Exercise details
Would you set down every entry shown below, precisely as written?

Pointing and labeling entries
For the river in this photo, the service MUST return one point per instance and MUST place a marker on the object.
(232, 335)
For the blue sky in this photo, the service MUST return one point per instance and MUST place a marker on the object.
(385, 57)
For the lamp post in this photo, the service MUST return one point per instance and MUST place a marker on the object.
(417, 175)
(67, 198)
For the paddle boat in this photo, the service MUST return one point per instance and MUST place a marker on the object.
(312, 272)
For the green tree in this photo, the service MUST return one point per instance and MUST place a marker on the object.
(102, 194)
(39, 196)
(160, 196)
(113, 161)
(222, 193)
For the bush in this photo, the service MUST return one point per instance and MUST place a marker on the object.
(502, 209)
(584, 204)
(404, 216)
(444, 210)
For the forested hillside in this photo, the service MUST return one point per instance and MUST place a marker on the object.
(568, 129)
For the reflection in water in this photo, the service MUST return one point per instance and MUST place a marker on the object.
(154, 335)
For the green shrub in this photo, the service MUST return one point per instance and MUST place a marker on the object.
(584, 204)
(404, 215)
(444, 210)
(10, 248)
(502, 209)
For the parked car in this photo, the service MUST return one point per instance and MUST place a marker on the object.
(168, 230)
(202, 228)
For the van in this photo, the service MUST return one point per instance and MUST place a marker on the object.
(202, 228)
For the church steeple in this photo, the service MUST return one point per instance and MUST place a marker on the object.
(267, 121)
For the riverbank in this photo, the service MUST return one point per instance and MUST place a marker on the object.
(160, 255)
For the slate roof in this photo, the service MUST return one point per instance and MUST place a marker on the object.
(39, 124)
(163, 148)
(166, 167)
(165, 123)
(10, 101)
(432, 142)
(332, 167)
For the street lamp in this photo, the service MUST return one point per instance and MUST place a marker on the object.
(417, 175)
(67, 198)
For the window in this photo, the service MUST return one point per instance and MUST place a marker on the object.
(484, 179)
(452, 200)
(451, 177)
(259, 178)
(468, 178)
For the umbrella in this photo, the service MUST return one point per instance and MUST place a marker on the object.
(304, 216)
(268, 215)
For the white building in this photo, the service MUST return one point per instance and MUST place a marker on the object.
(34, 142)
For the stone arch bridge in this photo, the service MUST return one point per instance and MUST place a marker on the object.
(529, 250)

Task result
For the river in this photo, the service MUST return one point per instance and MUST place a marker on the object.
(232, 335)
For the blue sky in this photo, the service MUST return one point per instance and MUST place a marker on the object.
(385, 57)
For the lamp post in this photo, the service MUST return one point per instance and MUST place a marker on the object.
(417, 175)
(67, 198)
For the paddle boat in this photo, the service MUST return one point per instance and MUST place a marker on the object.
(312, 272)
For the green tree in this photo, the service MUST return one point per instance and MUST place a marker on the object.
(102, 194)
(39, 196)
(160, 196)
(113, 161)
(222, 193)
For the bush in this photo, the service MUST return one point per instance and MUST place a marker on the object.
(502, 209)
(584, 204)
(404, 216)
(444, 210)
For the forested hillside in this photo, the service MUST return one point per instance and MUST place a marker on the object.
(568, 129)
For the reflection in water in this photo, the service MUST return one point per instance and MUST place a marker on the object.
(154, 335)
For the green shrub in this photo, the service MUST return one point per instance and MUST place a marker on the object.
(584, 204)
(404, 215)
(444, 210)
(10, 248)
(502, 209)
For the parked car in this photo, the service MUST return one point per instance and MUST place a marker on the object.
(168, 230)
(202, 228)
For the van in this photo, the service MUST return one point per instance and MUST place a marker on the object.
(202, 228)
For the church steeple in this photo, the service MUST return one point per instance and MUST place a marker on the object.
(267, 121)
For the riverbank in this photo, the service MUST return one point per instance and MUST place a marker on the object.
(160, 255)
For the slate roof in this photo, the service MUST return one point per instance and MUST place a marker on the object.
(39, 124)
(163, 148)
(166, 167)
(165, 123)
(10, 101)
(432, 142)
(332, 167)
For the street lamp in this photo, the service MUST return one point per instance and MUST place a marker on the object.
(417, 175)
(67, 198)
For the window in this photo, the service MUST return one point per instance and MUST place a marker on the object.
(484, 179)
(452, 200)
(451, 177)
(259, 178)
(468, 178)
For the umbrella in this photo, the service MUST return one point per instance and MUST place a marker on the object.
(304, 216)
(268, 215)
For the white building in this photo, the service MUST return one point per instance and MUST place a marker on the object.
(34, 142)
For the stone arch bridge in this photo, the service MUST return one point per instance and MUST place a marker on the object.
(529, 250)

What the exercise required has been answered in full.